##### Records to process #####

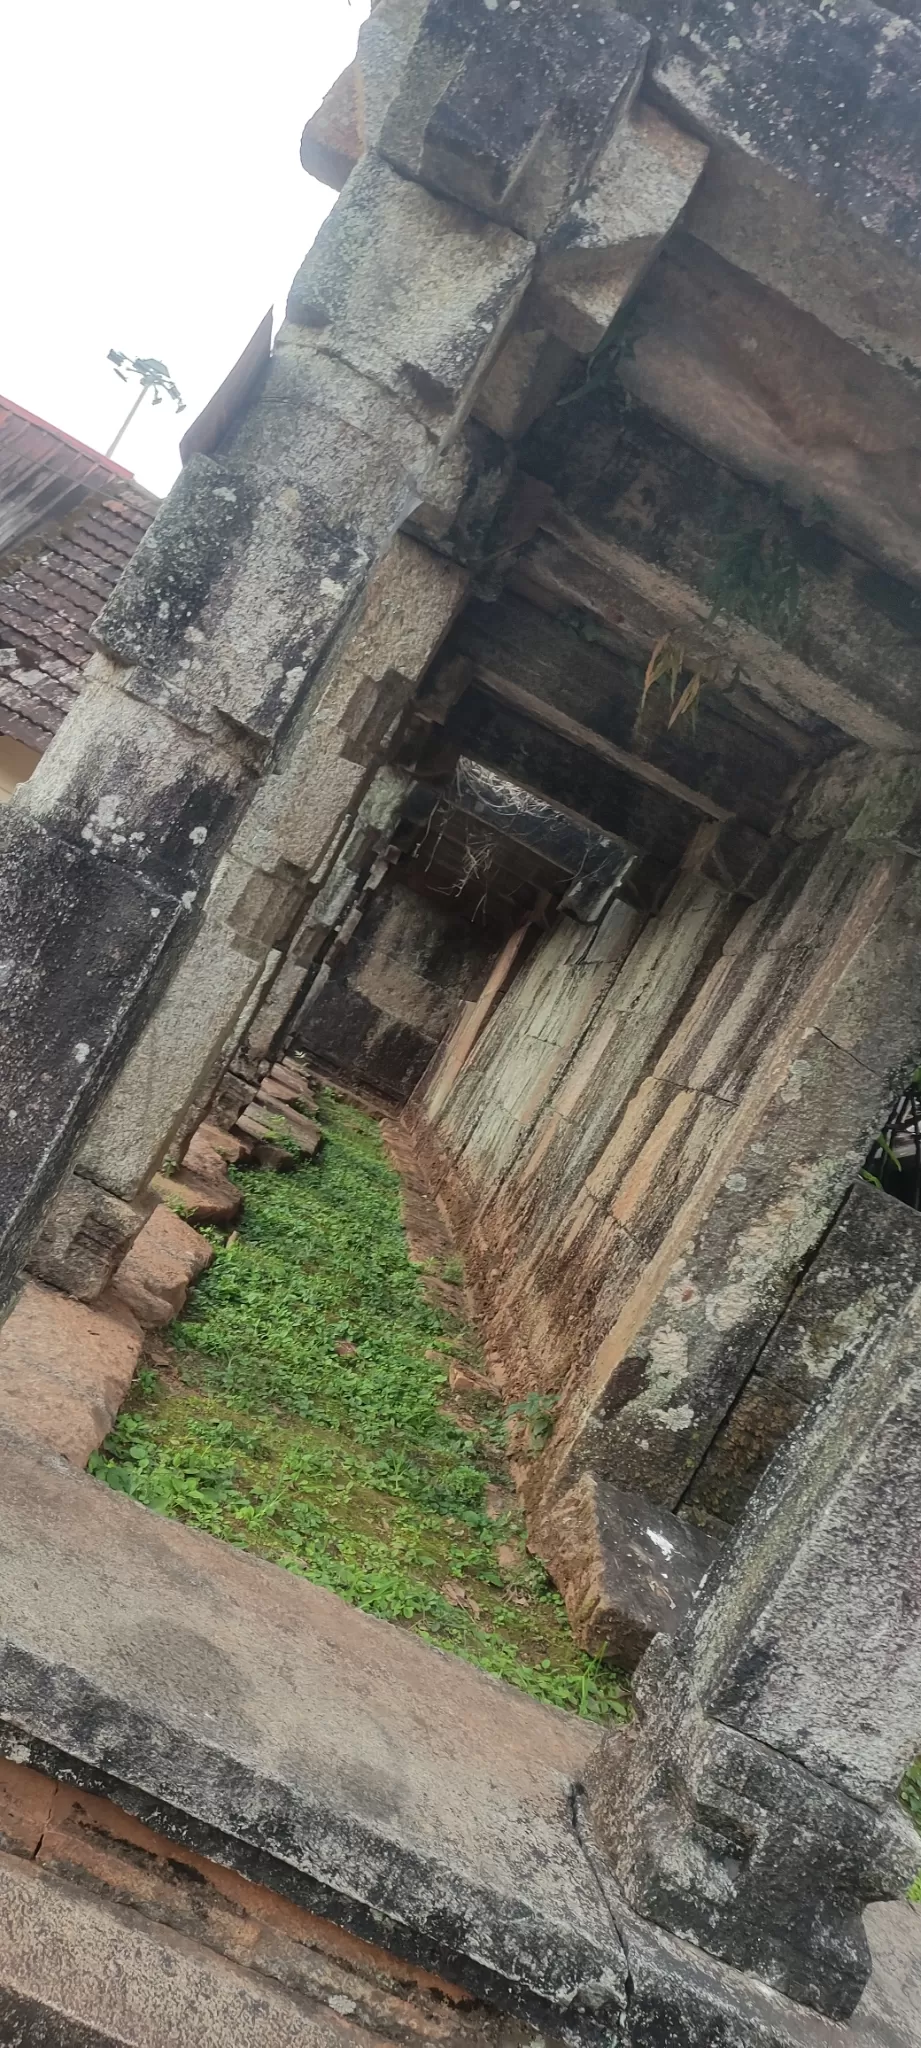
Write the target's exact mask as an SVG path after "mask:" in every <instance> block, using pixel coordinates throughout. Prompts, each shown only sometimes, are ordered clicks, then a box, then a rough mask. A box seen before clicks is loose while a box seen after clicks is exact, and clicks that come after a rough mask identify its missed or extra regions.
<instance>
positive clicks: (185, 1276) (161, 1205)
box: [113, 1182, 215, 1329]
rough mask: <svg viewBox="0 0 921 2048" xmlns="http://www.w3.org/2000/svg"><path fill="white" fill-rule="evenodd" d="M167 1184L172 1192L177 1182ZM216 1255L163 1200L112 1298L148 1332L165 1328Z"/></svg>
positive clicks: (168, 1187)
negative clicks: (164, 1202) (121, 1305)
mask: <svg viewBox="0 0 921 2048" xmlns="http://www.w3.org/2000/svg"><path fill="white" fill-rule="evenodd" d="M166 1186H168V1188H172V1186H174V1182H166ZM213 1255H215V1253H213V1249H211V1245H209V1243H207V1241H205V1237H199V1231H192V1227H190V1225H188V1223H184V1221H182V1217H176V1214H174V1210H172V1208H168V1206H166V1204H164V1202H160V1204H158V1208H156V1210H153V1214H151V1219H149V1223H145V1225H143V1231H141V1233H139V1237H135V1241H133V1245H131V1251H129V1253H127V1257H125V1260H123V1262H121V1266H119V1272H117V1274H115V1280H113V1296H115V1298H117V1300H121V1303H123V1307H125V1309H131V1315H135V1317H137V1321H139V1323H143V1327H145V1329H160V1327H162V1325H164V1323H172V1319H174V1315H178V1313H180V1309H182V1305H184V1300H186V1294H188V1288H190V1284H192V1280H196V1278H199V1274H203V1272H205V1266H211V1260H213Z"/></svg>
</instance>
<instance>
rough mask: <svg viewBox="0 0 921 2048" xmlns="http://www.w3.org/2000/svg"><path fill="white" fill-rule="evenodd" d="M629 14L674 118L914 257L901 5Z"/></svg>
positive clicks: (905, 65) (915, 40)
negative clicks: (637, 15) (728, 146)
mask: <svg viewBox="0 0 921 2048" xmlns="http://www.w3.org/2000/svg"><path fill="white" fill-rule="evenodd" d="M637 12H641V14H643V20H645V25H647V27H649V29H653V33H655V43H657V55H655V66H653V78H655V84H657V86H659V90H661V92H663V94H665V96H667V102H671V106H675V109H677V113H679V115H684V117H686V119H688V117H690V119H692V121H694V125H696V127H698V129H702V131H704V133H706V135H710V137H718V139H720V141H727V143H729V145H737V147H743V150H745V154H747V156H753V158H761V160H763V162H765V164H770V166H774V168H776V170H780V172H782V174H784V176H786V178H798V180H802V184H806V186H810V190H813V193H815V195H817V199H821V201H825V205H827V207H829V209H835V211H839V213H845V215H851V219H853V221H860V223H862V227H866V229H870V231H872V233H874V236H880V238H882V240H884V242H888V244H890V246H894V250H898V252H901V254H903V256H905V258H907V260H911V262H917V260H919V254H921V229H919V197H921V141H919V127H917V90H919V78H921V29H919V25H917V20H913V18H907V16H911V14H913V8H911V6H909V4H907V6H905V12H903V16H898V14H892V12H888V10H886V8H880V6H870V4H860V0H843V4H839V6H835V8H827V10H819V8H815V10H810V12H804V10H802V8H798V6H796V4H794V0H774V4H772V8H768V10H765V8H763V6H759V4H757V0H737V4H735V6H733V12H731V14H727V10H725V6H722V4H720V0H694V4H692V6H686V4H684V0H679V4H675V0H637ZM841 135H847V150H841Z"/></svg>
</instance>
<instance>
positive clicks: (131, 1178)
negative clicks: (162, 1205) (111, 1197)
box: [80, 860, 266, 1198]
mask: <svg viewBox="0 0 921 2048" xmlns="http://www.w3.org/2000/svg"><path fill="white" fill-rule="evenodd" d="M250 872H252V870H250V868H244V866H242V862H235V860H229V862H223V866H221V868H219V872H217V877H215V883H213V889H211V893H209V899H207V907H205V918H203V922H201V926H199V930H196V934H194V938H192V942H190V946H188V948H186V952H184V956H182V961H180V965H178V969H176V973H174V977H172V981H170V985H168V987H166V989H164V993H162V997H160V1004H158V1008H156V1010H153V1014H151V1016H149V1020H147V1024H145V1026H143V1030H141V1032H139V1036H137V1040H135V1044H133V1049H131V1053H129V1057H127V1061H125V1067H123V1071H121V1075H119V1077H117V1081H115V1083H113V1087H111V1090H108V1094H106V1098H104V1102H102V1104H100V1108H98V1112H96V1116H94V1120H92V1124H90V1128H88V1133H86V1139H84V1145H82V1151H80V1171H82V1174H86V1176H90V1178H92V1180H96V1182H98V1184H100V1186H104V1188H111V1190H113V1194H121V1196H129V1198H131V1196H133V1194H135V1192H137V1190H139V1188H143V1186H145V1184H147V1180H149V1176H151V1174H153V1171H156V1167H158V1165H160V1161H162V1159H164V1155H166V1153H168V1151H170V1145H172V1143H174V1139H176V1133H178V1128H180V1124H182V1114H184V1108H186V1104H194V1102H196V1100H199V1094H201V1090H205V1094H207V1087H209V1083H211V1085H213V1075H215V1073H217V1069H219V1063H221V1059H223V1057H225V1047H227V1057H229V1051H231V1047H233V1030H235V1028H237V1026H239V1020H242V1016H244V1010H246V1004H248V999H250V995H252V993H254V989H258V985H260V979H262V963H264V958H266V948H254V946H246V942H244V946H246V950H244V948H242V946H239V936H237V934H235V932H233V930H231V915H233V909H235V905H237V901H239V895H242V889H246V883H248V879H250ZM227 1040H229V1044H227ZM199 1114H201V1112H199ZM186 1128H188V1124H186Z"/></svg>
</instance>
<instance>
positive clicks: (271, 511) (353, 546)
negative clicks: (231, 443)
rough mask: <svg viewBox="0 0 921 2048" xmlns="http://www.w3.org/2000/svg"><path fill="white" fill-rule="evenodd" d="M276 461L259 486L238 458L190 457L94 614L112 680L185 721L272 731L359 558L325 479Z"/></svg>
mask: <svg viewBox="0 0 921 2048" xmlns="http://www.w3.org/2000/svg"><path fill="white" fill-rule="evenodd" d="M256 410H258V408H256ZM244 430H246V428H244ZM287 467H289V465H284V463H278V477H276V487H274V489H272V492H258V483H256V479H254V477H252V475H250V471H248V467H244V465H242V463H233V465H231V463H229V461H221V463H215V459H213V457H209V455H194V457H192V461H190V463H188V467H186V469H182V473H180V481H178V483H176V485H174V492H172V494H170V498H168V500H166V502H164V506H162V510H160V512H158V516H156V520H153V524H151V526H149V528H147V532H145V543H147V547H145V549H137V553H135V555H133V559H131V563H129V567H127V569H125V578H123V582H121V584H119V588H117V592H113V596H111V598H108V604H106V608H104V612H102V614H100V618H98V625H96V633H98V639H100V643H102V645H104V647H106V651H108V653H113V655H115V657H117V659H119V662H121V664H125V666H127V668H129V676H127V678H125V688H127V690H131V694H133V696H139V698H143V700H145V702H151V705H160V707H162V709H164V711H170V713H172V715H174V717H176V719H180V721H182V723H186V725H190V727H192V729H199V731H219V729H221V721H225V719H233V721H235V723H237V725H239V727H244V729H246V731H250V733H254V735H256V737H258V739H272V737H274V733H276V731H278V729H280V725H282V721H284V715H287V713H289V709H291V705H293V702H295V698H297V696H299V692H301V686H303V682H305V678H307V676H309V672H311V668H313V664H315V659H317V657H319V653H321V651H323V647H325V643H327V639H330V635H332V631H334V627H336V625H338V623H340V618H342V614H344V610H346V608H348V602H350V598H352V596H354V594H356V590H358V586H360V582H362V575H364V569H366V565H368V555H366V551H364V549H362V545H360V541H358V537H356V532H354V528H350V526H348V522H344V520H342V518H340V508H338V504H336V487H334V483H336V479H334V477H330V479H327V477H323V469H321V465H319V463H317V467H315V471H313V477H315V479H317V481H315V483H311V485H307V483H303V481H301V485H293V483H289V481H287V475H284V469H287ZM317 485H319V487H317ZM323 485H327V487H325V489H323Z"/></svg>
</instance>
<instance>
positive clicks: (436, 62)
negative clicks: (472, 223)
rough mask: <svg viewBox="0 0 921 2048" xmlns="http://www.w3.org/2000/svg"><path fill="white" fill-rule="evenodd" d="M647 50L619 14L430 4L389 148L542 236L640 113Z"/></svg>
mask: <svg viewBox="0 0 921 2048" xmlns="http://www.w3.org/2000/svg"><path fill="white" fill-rule="evenodd" d="M647 45H649V39H647V33H645V31H643V29H641V27H639V25H637V23H632V20H628V18H626V16H624V14H616V12H614V8H610V6H598V4H587V6H583V8H579V12H575V10H569V12H565V14H561V10H559V8H557V6H553V0H551V4H546V0H522V4H520V6H518V8H512V6H501V8H493V10H489V8H483V6H479V4H477V0H430V4H428V6H426V12H424V14H422V23H420V33H418V37H415V43H413V47H411V51H409V57H407V63H405V70H403V78H401V82H399V92H397V96H395V100H393V104H391V109H389V113H387V117H385V121H383V129H381V150H383V154H385V156H389V158H391V162H395V164H399V168H401V170H407V172H409V174H411V176H418V178H422V180H424V182H426V184H432V186H434V188H436V190H446V193H450V195H452V197H454V199H463V201H465V203H467V205H471V207H477V209H479V211H481V213H487V215H491V217H493V219H501V221H508V223H510V225H512V227H518V229H520V231H522V233H528V236H534V238H540V236H542V233H544V229H546V225H549V223H551V221H553V219H555V217H557V215H559V213H561V211H563V207H565V203H567V199H569V197H571V193H573V188H575V186H577V184H579V182H581V180H583V176H585V172H587V170H589V166H591V162H594V158H596V156H598V150H600V145H602V143H604V141H606V137H608V133H610V129H612V127H614V121H616V119H618V115H620V113H622V111H624V109H626V106H628V104H630V98H632V94H634V90H637V86H639V80H641V76H643V63H645V53H647ZM510 76H514V80H516V90H514V96H512V98H510V94H508V86H506V80H508V78H510Z"/></svg>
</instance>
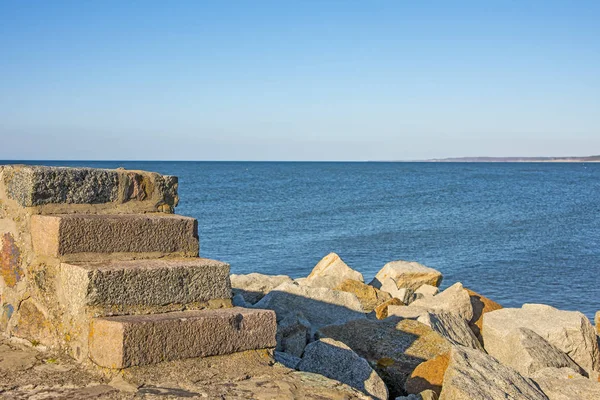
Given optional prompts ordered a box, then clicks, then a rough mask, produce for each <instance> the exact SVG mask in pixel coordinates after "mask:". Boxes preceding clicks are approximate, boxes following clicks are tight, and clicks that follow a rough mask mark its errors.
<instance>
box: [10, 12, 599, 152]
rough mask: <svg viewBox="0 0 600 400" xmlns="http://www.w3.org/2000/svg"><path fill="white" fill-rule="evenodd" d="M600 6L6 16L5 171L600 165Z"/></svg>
mask: <svg viewBox="0 0 600 400" xmlns="http://www.w3.org/2000/svg"><path fill="white" fill-rule="evenodd" d="M598 21H600V2H597V1H589V2H586V1H563V2H556V1H526V2H523V1H494V2H482V1H473V2H466V1H456V2H449V1H418V2H416V1H415V2H402V1H377V2H368V1H302V2H299V1H298V2H294V1H289V2H282V1H260V0H259V1H243V0H242V1H187V2H186V1H176V2H164V1H160V2H159V1H143V2H142V1H127V2H125V1H98V2H81V1H73V2H65V1H47V2H42V1H30V2H15V1H4V0H0V143H1V145H0V159H79V160H85V159H101V160H102V159H104V160H110V159H117V160H125V159H128V160H415V159H428V158H442V157H459V156H563V155H565V156H567V155H591V154H598V153H600V24H599V23H598Z"/></svg>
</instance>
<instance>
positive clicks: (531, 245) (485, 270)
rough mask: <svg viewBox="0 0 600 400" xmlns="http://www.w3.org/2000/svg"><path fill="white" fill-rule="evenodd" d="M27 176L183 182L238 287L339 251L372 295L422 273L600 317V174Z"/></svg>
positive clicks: (187, 166)
mask: <svg viewBox="0 0 600 400" xmlns="http://www.w3.org/2000/svg"><path fill="white" fill-rule="evenodd" d="M3 163H6V162H3ZM28 163H33V164H44V165H65V166H90V167H103V168H115V167H125V168H128V169H144V170H150V171H157V172H160V173H163V174H172V175H177V176H178V177H179V182H180V186H179V195H180V204H179V207H178V208H177V212H178V213H179V214H183V215H188V216H192V217H195V218H197V219H198V221H199V224H198V225H199V230H200V253H201V255H202V256H203V257H209V258H215V259H219V260H223V261H226V262H228V263H230V264H231V270H232V272H233V273H249V272H261V273H265V274H286V275H290V276H292V277H301V276H306V275H307V274H308V273H309V272H310V271H311V269H312V268H313V266H314V265H315V264H316V263H317V262H318V261H319V259H321V258H322V257H323V256H325V255H326V254H328V253H329V252H332V251H333V252H336V253H338V254H339V255H340V256H341V257H342V258H343V259H344V261H346V263H347V264H348V265H350V266H351V267H352V268H354V269H356V270H358V271H360V272H362V273H363V275H364V276H365V280H366V281H367V282H368V281H370V279H371V278H372V277H373V276H374V275H375V274H376V273H377V271H378V270H379V269H380V268H381V267H382V266H383V265H384V264H385V263H386V262H388V261H392V260H398V259H403V260H414V261H418V262H420V263H423V264H425V265H427V266H430V267H433V268H436V269H438V270H440V271H441V272H442V273H443V274H444V281H443V284H442V286H443V287H446V286H449V285H451V284H452V283H454V282H457V281H460V282H463V284H464V285H465V286H466V287H469V288H471V289H473V290H475V291H477V292H480V293H481V294H483V295H485V296H487V297H490V298H492V299H494V300H496V301H497V302H499V303H501V304H502V305H504V306H505V307H518V306H520V305H521V304H523V303H545V304H550V305H552V306H555V307H557V308H560V309H565V310H580V311H582V312H584V313H585V314H586V315H587V316H588V317H590V318H593V314H594V313H595V312H596V311H597V310H600V163H599V164H593V163H590V164H585V163H564V164H563V163H400V162H398V163H328V162H323V163H308V162H116V161H110V162H91V161H90V162H87V161H78V162H48V161H44V162H28Z"/></svg>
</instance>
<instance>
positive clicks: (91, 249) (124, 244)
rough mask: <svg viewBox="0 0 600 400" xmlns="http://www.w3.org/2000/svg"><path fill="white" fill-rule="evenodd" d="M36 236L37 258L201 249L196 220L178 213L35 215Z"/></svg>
mask: <svg viewBox="0 0 600 400" xmlns="http://www.w3.org/2000/svg"><path fill="white" fill-rule="evenodd" d="M31 235H32V239H33V248H34V251H35V252H36V254H37V255H38V256H48V257H55V258H60V259H62V260H63V261H71V260H77V261H96V260H98V259H102V258H103V257H102V256H104V258H107V257H112V258H116V257H123V256H131V257H135V258H156V257H159V256H166V255H171V256H182V257H196V256H198V251H199V242H198V224H197V222H196V220H195V219H194V218H189V217H183V216H179V215H168V214H121V215H85V214H65V215H51V216H50V215H33V216H32V217H31Z"/></svg>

#####

Task details ▸ Please reproduce the material word for word, beginning at the line that contains "1184L172 1192L177 1182ZM216" and stopping after the line that contains "positive clicks: (168, 1187)".

Output for this task ▸
rough mask: <svg viewBox="0 0 921 2048" xmlns="http://www.w3.org/2000/svg"><path fill="white" fill-rule="evenodd" d="M167 1184L172 1192L177 1182ZM216 1255L163 1200L112 1298L148 1332L165 1328Z"/></svg>
positive clicks: (168, 1187)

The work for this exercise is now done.